### PASSAGE
========================

One year we wore 70’s outfits and danced to disco music late into the night, hanging mirrored balls on the tree. Another season was Spanish Christmas, with shawls, mantillas and our neighbor Jay in his running of the bulls costume from Pamplona. There was the Mad Hatter party, when we wore silly hats, drank lots of tea from mis-matched cups and changed places around the table during our feast. This time, it’s YO HO HO, a Pirate Christmas, with buckets of flaming rum punch…

After this year, and the end of a somewhat disastrous decade for the world, we all deserve a little Joy. While we’re at it, let’s hope and work for Peace on Earth—which, as Santa will tell you, begins at home, in our hearts.
Photos from Rowland-Jones' family archive

Saturday, December 5, 2009

Hibernating with Rumi

I always know when I'm about to get sick: I start envisioning a nap (a long winter's nap, as the famous holiday poem goes.) This time it came on like a wave: chills, aches and tummy unease, dizziness and exhaustion. Boom! Instant winter cold.

Because we go inward at this time of year (conserving our energy to survive the elements, to renew our strength for the year to come) questions of contentment and belonging surface. Where are we happiest? Who makes up our community? (Even Mary and Joseph were looking for that as they traveled to their home town for the census. Remember they were told there was no room at the inn, perhaps the first documented case of holiday angst.)

Early Winter is a time when we should be hibernating, but instead we find ourselves going into a kind of surreal hyper-drive with the demands of the season. We cope with the stress of family expectations and excessive socializing by over-indulging ourselves, to top it off with dancing on tables at the office Christmas party. Oh, right, we should save that for New Year's Eve. The whole thing, while certainly enjoyable, strikes me as a massive, culture-wide anniversary reaction: each year is a touchstone, recalling all the holiday seasons of the past.

A day at home, sick with a tummy bug, gives me me the unexpected peace of slowing down, of stopping. Surrendering to the land beneath the covers, slipping into the quiet depths of the sheets, finally stilling my busy mind as I try to give comfort to my body. Sipping peppermint tea with a mindfulness I rarely experience when I'm in full swing, reading until I surrender to the aches and slumber deeply, all day and into the night. Guilt-free enjoyment of total sloth.

Other things comfort me in these times too: my cat sprawled at the end of the bed, absorbing the heat from the wood-burning stove nearby, the neighbor's little dog looking up at me demurely from the sheepskin near the altar, my dog running up to the bedroom door, ears flapping and tail spinning, happy to come inside for a bit of bacon. Practicing the simplest of domestic arts: tending the home fires with the wood dutifully chopped (and hauled, and split, and stacked) by my husband.

========================

### AIM OF THE TASK
Transcribe the holiday passage above word for word, starting at "Because we go" and continuing up to and including "of holiday angst.)".

========================

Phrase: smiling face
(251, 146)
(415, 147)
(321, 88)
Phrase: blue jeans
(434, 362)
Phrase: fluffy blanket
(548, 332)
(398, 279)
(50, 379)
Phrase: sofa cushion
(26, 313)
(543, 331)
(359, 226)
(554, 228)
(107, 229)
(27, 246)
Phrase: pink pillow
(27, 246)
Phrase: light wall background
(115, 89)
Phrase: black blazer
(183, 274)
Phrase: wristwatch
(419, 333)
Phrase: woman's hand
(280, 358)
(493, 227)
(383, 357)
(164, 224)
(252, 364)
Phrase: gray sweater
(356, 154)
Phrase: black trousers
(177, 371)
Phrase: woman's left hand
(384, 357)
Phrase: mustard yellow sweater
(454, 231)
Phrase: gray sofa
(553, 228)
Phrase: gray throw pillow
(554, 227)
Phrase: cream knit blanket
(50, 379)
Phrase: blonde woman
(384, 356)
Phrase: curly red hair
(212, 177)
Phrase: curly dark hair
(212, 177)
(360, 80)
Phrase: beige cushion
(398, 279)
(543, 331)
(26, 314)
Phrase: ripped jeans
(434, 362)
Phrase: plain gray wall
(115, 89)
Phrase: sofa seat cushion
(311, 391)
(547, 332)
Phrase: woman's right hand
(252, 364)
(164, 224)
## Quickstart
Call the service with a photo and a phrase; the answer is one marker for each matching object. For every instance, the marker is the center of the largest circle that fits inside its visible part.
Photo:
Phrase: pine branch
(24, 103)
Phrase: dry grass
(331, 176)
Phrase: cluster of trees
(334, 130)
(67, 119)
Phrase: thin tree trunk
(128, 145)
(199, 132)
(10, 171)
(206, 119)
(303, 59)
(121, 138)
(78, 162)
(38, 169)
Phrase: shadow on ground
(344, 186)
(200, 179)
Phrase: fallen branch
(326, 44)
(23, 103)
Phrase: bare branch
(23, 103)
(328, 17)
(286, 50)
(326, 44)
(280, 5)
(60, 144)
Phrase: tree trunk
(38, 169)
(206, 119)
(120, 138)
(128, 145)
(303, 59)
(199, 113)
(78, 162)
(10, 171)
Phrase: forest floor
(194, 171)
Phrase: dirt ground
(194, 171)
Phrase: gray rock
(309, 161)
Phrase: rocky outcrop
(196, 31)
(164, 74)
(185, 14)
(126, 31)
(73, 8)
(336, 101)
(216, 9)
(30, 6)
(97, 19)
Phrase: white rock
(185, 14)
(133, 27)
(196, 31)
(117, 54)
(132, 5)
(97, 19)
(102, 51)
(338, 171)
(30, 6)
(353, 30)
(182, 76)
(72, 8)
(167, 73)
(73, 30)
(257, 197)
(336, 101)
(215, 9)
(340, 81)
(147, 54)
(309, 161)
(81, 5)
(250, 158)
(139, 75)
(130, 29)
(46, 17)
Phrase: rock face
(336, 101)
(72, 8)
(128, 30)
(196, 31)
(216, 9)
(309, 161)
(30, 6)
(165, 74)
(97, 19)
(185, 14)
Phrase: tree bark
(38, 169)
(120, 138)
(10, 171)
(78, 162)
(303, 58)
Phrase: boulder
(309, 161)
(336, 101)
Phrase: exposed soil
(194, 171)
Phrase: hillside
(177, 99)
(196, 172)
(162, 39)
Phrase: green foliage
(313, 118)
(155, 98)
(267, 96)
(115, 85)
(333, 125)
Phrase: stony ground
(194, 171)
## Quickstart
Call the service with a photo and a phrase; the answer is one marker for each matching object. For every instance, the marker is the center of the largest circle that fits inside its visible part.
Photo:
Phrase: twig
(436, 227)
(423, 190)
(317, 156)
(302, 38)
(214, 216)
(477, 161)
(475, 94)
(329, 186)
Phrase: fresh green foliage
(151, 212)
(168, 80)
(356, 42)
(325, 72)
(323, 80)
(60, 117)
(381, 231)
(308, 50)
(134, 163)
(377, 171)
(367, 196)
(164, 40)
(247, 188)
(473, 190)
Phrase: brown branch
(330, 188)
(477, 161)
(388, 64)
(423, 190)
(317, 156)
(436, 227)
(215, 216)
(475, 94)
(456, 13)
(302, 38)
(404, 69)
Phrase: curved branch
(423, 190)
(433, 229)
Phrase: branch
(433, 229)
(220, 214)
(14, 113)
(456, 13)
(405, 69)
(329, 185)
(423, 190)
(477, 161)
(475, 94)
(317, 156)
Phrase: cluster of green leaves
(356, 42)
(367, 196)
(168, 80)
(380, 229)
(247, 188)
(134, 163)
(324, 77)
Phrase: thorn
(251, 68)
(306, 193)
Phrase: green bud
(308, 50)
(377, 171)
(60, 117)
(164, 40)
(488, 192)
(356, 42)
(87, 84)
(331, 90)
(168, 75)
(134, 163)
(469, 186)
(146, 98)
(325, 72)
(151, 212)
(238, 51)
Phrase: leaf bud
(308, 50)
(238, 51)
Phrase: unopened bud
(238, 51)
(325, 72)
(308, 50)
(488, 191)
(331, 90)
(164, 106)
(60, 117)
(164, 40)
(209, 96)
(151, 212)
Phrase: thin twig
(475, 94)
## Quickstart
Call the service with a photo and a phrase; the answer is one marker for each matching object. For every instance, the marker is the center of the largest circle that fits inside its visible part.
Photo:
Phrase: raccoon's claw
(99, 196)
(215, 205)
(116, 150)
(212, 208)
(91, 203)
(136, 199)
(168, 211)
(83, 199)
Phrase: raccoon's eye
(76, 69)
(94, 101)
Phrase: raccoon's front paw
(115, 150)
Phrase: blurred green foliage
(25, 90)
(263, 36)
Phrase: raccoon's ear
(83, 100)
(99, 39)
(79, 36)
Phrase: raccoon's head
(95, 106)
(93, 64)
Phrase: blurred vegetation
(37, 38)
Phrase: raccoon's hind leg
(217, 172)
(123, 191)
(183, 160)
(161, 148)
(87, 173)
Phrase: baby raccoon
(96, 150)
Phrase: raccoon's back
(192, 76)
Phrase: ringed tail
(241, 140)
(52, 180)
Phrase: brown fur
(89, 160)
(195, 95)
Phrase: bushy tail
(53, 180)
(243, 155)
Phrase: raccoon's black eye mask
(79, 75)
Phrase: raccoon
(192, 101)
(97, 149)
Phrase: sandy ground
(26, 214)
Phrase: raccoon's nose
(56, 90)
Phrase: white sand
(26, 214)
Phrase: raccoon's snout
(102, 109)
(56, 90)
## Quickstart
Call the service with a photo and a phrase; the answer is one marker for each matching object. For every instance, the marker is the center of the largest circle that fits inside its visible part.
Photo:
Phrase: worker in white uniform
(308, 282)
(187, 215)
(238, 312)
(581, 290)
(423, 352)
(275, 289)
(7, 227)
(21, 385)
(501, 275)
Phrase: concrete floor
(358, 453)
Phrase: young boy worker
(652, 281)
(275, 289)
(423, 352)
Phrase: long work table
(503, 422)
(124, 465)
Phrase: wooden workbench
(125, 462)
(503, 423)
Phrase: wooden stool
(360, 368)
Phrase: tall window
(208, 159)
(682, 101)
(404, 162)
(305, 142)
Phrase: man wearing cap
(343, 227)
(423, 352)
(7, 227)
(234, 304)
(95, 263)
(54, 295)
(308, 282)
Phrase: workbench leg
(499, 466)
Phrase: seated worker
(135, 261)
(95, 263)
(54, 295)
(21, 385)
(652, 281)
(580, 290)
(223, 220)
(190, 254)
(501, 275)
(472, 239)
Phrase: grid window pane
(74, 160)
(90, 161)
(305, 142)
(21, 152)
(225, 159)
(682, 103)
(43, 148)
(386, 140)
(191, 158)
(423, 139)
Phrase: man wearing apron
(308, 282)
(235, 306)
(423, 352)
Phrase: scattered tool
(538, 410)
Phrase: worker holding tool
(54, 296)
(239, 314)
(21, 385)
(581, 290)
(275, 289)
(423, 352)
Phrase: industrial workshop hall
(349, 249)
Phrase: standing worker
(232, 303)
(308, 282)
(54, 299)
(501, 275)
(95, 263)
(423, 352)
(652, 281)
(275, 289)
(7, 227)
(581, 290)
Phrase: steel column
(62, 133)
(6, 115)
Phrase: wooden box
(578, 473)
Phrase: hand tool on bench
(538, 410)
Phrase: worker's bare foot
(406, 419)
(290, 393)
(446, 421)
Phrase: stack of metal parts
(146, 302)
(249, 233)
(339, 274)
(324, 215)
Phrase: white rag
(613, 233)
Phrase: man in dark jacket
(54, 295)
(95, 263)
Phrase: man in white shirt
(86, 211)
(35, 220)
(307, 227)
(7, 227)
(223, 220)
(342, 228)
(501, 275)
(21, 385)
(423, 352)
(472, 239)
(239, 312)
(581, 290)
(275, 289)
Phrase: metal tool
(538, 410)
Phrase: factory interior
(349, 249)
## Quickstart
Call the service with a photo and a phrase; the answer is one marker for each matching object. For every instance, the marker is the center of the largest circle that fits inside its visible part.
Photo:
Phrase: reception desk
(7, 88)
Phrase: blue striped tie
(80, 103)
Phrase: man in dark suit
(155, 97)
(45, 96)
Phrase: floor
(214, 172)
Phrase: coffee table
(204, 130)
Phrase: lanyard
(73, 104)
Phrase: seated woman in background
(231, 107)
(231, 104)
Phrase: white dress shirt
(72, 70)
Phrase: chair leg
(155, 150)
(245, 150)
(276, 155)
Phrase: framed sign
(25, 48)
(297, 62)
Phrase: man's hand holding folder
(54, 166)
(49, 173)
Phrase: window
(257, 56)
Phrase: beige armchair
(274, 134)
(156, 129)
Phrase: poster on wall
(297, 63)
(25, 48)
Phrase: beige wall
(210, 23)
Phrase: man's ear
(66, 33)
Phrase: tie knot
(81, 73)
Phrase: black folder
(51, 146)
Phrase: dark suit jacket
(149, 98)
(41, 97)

========================

### EXERCISE RESPONSE
Because we go inward at this time of year (conserving our energy to survive the elements, to renew our strength for the year to come) questions of contentment and belonging surface. Where are we happiest? Who makes up our community? (Even Mary and Joseph were looking for that as they traveled to their home town for the census. Remember they were told there was no room at the inn, perhaps the first documented case of holiday angst.)